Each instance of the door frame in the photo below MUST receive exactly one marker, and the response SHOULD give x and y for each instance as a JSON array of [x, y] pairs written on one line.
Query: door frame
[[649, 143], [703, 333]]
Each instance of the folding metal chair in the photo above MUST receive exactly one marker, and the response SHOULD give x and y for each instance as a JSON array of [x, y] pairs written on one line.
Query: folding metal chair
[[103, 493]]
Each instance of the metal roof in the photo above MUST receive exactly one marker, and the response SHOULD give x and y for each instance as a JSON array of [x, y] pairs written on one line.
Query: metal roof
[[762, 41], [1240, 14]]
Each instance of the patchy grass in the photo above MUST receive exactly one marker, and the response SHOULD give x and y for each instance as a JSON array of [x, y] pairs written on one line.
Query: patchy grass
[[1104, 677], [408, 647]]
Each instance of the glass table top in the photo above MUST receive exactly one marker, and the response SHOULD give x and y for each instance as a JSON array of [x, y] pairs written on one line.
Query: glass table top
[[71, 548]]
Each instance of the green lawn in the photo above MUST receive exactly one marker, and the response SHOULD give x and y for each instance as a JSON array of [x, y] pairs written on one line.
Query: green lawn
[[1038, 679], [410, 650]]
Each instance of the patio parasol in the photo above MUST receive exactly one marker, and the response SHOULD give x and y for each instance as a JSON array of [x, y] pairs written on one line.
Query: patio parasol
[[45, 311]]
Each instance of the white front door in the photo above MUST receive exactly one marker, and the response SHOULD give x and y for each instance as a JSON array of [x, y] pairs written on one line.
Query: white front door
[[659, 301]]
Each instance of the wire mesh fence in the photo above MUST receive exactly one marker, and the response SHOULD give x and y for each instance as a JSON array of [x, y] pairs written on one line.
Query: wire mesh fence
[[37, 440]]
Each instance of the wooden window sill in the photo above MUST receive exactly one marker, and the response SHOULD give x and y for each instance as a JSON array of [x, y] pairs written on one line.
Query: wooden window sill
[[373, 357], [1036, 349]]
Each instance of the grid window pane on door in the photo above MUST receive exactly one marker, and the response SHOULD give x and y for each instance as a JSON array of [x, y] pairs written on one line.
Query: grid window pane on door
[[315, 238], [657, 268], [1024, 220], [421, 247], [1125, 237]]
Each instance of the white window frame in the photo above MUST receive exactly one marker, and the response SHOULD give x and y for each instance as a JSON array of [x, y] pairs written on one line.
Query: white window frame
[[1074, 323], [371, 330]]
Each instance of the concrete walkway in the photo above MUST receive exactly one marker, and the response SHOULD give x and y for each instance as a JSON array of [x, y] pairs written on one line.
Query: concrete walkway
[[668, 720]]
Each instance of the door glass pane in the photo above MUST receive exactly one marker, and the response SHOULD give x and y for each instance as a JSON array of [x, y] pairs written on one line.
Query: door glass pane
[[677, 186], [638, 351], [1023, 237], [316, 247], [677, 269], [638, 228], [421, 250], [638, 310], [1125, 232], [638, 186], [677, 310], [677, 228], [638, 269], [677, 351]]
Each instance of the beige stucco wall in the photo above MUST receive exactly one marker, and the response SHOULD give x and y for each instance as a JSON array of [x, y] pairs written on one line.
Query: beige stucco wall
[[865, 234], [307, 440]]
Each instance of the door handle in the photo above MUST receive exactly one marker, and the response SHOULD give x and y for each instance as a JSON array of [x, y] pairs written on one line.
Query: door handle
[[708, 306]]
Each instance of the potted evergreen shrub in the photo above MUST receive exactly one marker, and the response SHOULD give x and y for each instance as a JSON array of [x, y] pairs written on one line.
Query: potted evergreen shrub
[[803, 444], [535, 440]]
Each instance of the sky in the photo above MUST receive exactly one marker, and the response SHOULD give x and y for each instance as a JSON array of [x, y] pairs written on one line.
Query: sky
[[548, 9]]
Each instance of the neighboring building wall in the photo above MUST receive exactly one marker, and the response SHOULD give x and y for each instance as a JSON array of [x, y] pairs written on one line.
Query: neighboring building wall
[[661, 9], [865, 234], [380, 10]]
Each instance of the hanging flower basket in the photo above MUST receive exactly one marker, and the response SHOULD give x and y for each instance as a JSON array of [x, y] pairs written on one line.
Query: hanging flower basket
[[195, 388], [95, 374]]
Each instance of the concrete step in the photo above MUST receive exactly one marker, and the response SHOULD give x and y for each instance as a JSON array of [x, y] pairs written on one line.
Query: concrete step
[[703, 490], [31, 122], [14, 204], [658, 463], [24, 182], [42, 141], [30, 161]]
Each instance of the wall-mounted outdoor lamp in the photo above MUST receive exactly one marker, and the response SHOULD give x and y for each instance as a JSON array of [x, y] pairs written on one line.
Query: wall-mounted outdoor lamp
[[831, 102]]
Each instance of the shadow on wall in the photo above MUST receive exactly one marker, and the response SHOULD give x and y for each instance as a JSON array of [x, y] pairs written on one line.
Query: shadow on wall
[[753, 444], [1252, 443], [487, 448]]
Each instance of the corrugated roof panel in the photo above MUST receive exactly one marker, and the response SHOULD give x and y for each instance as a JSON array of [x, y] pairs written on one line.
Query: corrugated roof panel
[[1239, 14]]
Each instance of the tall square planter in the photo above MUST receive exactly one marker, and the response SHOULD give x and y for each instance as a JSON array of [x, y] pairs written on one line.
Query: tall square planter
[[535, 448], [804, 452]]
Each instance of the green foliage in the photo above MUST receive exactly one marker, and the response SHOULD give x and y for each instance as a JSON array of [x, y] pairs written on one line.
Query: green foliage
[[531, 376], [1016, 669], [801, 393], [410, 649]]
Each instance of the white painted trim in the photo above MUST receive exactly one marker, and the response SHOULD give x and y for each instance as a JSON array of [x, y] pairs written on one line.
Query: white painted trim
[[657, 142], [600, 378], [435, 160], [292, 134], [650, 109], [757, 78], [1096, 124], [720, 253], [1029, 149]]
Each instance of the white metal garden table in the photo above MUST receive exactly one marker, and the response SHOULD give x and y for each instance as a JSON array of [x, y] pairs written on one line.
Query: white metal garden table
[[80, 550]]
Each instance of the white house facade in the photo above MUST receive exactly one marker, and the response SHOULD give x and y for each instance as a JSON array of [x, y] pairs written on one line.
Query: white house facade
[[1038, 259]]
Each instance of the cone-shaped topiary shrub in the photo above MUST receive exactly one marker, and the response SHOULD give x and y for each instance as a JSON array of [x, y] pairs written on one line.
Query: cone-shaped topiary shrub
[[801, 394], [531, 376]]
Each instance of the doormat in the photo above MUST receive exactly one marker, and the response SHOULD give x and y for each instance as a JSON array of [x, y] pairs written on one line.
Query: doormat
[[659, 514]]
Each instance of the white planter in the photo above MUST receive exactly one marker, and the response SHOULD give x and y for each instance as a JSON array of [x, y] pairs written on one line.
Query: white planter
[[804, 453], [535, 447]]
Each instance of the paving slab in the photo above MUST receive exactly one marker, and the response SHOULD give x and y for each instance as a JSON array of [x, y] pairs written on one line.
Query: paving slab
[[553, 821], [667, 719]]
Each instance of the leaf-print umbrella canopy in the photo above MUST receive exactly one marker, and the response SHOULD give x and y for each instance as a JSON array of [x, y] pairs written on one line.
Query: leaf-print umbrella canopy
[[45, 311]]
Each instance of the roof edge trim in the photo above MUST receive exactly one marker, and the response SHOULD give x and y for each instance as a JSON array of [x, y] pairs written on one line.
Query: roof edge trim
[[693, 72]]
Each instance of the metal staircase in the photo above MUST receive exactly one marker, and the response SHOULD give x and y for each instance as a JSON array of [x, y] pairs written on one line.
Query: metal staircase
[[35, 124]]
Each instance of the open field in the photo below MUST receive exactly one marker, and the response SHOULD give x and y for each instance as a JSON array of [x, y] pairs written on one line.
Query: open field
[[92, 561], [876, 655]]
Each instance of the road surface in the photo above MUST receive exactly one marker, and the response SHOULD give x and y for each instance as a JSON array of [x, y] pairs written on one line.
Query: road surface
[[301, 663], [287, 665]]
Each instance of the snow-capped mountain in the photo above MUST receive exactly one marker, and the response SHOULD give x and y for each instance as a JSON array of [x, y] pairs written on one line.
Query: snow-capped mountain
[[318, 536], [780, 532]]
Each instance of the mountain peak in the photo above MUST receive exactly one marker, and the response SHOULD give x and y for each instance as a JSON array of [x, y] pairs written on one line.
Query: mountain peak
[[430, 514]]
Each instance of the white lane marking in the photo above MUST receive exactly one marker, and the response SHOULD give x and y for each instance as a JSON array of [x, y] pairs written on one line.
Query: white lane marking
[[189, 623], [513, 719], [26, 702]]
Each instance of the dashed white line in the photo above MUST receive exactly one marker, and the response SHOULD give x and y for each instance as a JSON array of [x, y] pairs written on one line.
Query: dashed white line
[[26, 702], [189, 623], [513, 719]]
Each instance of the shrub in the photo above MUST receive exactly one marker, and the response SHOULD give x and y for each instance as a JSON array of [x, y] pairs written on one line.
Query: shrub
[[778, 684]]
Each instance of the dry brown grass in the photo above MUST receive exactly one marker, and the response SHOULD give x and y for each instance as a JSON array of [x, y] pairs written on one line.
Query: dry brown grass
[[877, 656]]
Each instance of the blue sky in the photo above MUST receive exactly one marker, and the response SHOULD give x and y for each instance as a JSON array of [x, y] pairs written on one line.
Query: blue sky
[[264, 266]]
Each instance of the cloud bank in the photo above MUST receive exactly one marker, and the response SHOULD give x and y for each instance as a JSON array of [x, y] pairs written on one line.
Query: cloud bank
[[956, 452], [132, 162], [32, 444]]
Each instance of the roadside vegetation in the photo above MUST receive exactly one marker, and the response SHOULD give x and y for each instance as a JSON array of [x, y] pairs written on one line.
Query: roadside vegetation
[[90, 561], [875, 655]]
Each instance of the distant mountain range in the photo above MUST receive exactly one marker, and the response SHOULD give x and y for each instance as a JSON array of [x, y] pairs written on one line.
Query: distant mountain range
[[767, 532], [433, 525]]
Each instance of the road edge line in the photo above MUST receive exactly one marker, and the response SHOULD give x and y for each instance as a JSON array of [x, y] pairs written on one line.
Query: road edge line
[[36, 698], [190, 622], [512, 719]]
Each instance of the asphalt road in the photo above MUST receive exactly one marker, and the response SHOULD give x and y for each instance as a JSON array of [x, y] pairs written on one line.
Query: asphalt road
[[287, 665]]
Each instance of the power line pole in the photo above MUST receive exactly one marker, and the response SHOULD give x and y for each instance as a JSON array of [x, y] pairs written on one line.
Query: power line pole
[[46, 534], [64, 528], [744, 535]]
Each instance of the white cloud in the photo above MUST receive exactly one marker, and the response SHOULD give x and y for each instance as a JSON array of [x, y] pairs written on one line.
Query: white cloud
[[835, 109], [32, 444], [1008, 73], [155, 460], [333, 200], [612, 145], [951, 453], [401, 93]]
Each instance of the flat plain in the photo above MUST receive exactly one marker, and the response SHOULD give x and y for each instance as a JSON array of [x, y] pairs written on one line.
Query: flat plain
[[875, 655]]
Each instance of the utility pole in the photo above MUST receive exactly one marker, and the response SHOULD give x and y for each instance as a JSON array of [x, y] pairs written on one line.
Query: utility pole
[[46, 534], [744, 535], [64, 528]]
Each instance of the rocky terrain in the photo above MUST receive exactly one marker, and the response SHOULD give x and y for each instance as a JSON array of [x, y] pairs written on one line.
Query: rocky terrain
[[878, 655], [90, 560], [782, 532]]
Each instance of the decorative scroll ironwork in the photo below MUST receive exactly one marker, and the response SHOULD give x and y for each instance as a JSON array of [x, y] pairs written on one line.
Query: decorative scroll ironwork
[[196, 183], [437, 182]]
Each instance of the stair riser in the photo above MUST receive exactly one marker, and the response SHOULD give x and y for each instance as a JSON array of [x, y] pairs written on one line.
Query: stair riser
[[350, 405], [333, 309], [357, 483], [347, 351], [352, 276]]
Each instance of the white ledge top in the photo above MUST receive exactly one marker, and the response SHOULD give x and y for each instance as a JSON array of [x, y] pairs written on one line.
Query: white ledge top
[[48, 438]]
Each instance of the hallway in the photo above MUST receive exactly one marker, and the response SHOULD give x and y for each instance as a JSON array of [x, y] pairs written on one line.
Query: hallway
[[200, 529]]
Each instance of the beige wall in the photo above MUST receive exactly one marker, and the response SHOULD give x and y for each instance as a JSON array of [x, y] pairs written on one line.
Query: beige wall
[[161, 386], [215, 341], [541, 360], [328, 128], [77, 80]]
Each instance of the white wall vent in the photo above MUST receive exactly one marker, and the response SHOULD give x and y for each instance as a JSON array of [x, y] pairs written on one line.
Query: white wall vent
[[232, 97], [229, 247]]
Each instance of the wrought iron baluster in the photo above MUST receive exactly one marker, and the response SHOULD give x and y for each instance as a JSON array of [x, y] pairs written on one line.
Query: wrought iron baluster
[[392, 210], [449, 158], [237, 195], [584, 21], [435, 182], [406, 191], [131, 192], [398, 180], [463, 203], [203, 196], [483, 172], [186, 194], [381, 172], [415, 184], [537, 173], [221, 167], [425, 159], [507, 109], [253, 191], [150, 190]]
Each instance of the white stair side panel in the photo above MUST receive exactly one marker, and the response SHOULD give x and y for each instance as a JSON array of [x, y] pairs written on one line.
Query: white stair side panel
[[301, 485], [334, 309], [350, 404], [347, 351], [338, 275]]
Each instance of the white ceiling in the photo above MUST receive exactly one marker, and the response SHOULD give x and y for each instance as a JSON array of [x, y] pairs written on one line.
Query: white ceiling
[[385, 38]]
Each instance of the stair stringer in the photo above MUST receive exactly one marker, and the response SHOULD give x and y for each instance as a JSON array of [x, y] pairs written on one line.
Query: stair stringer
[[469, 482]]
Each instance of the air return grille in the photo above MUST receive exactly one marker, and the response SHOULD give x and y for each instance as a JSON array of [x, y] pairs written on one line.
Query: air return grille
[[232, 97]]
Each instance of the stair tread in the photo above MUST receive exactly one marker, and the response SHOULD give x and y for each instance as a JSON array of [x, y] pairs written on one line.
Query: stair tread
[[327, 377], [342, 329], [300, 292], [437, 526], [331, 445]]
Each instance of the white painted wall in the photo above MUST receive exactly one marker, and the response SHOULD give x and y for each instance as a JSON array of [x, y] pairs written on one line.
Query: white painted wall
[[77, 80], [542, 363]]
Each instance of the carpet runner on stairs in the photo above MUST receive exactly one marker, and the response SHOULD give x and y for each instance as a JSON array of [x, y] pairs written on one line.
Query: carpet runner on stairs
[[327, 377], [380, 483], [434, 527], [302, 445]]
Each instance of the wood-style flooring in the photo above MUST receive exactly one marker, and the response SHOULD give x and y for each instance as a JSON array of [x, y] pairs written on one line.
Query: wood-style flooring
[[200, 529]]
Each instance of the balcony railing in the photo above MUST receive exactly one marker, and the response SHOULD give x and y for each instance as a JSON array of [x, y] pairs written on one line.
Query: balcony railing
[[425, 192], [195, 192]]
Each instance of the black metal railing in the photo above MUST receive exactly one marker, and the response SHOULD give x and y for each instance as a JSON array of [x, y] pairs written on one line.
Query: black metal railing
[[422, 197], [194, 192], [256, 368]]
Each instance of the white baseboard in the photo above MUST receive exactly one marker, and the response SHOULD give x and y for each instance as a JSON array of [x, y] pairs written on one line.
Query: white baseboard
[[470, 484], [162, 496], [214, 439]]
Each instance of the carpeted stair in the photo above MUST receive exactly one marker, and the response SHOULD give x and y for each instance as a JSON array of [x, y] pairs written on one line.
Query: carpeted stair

* * *

◆ WORK INSTRUCTIONS
Check each line of the listing for "below", and copy the ones that hold it.

◆ EXPECTED ANSWER
Each instance of the door frame in the photo below MUST receive exactly one marker, and the response SHOULD give x and y for each instance as a JSON array of [x, y] pairs written on one line.
Each instance of the open field in the photo below MUST receive exactly one marker, and the response SHOULD give x and y for each instance as a JSON array of [x, y] pairs written on one line.
Each instance of the decorative scroll ironwork in the photo below MUST receive exactly one marker, and the response SHOULD give x and y for each instance as a JSON array of [x, y] pairs written on one line.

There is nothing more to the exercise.